> What the task asks
Please render every line of the entries below as a Markdown table with the columns "No." and "Text", where "No." is the row number and "Text" is the line itself. Leave out blank lines and the pictures.

> Entries
— begin —
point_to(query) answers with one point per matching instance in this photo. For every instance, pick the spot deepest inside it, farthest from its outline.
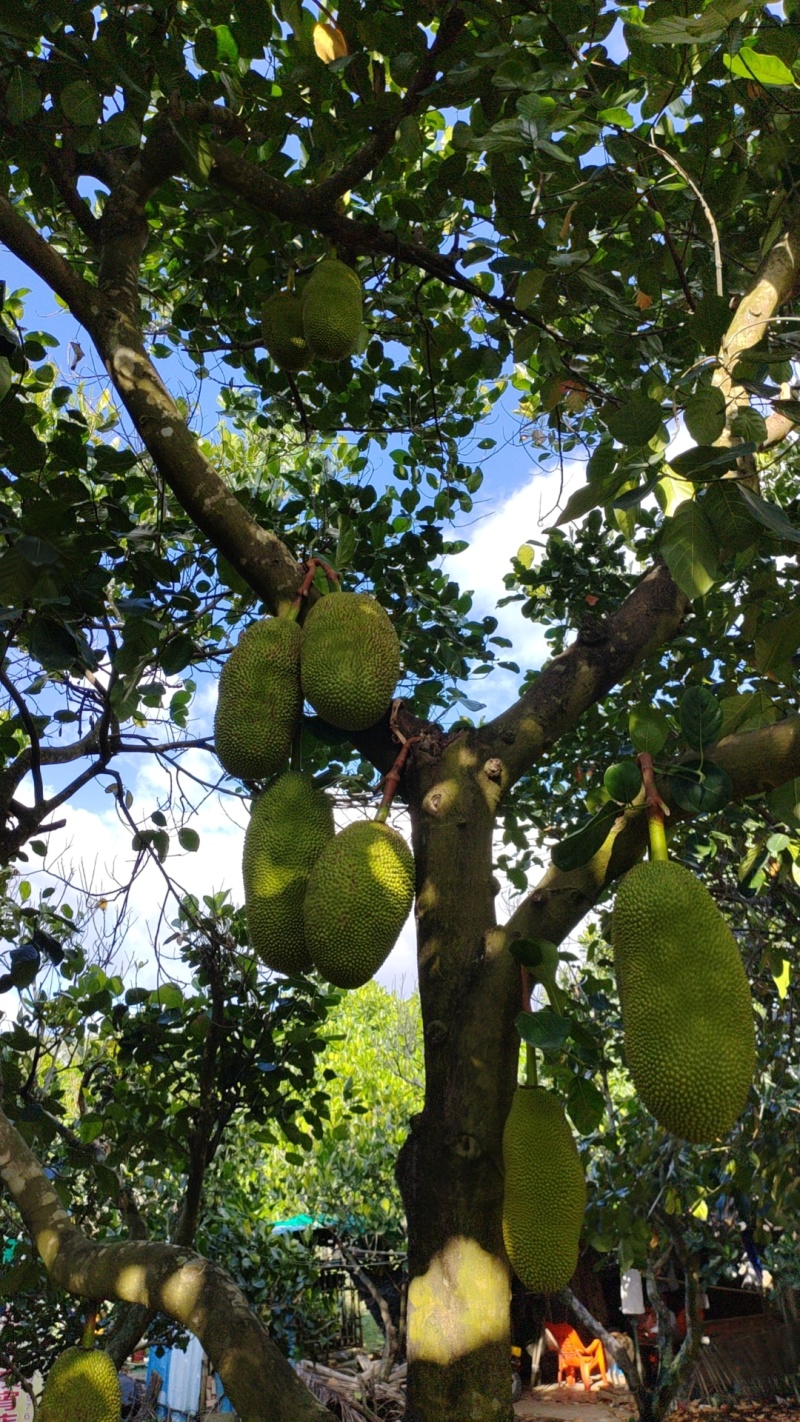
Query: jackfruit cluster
(81, 1387)
(259, 700)
(543, 1193)
(358, 897)
(333, 310)
(685, 1000)
(350, 660)
(290, 825)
— end —
> Written solution
| No. | Text |
|---|---|
| 1 | point_to(query) answers with one point per matching instance in this photo. For every instance, pick the spot deepest inside it, farthest from its outline. |
| 2 | Query: jackfruit cluster |
| 3 | (81, 1387) |
| 4 | (259, 700) |
| 5 | (543, 1193) |
| 6 | (358, 897) |
| 7 | (333, 310) |
| 8 | (685, 1000) |
| 9 | (350, 660) |
| 10 | (290, 825) |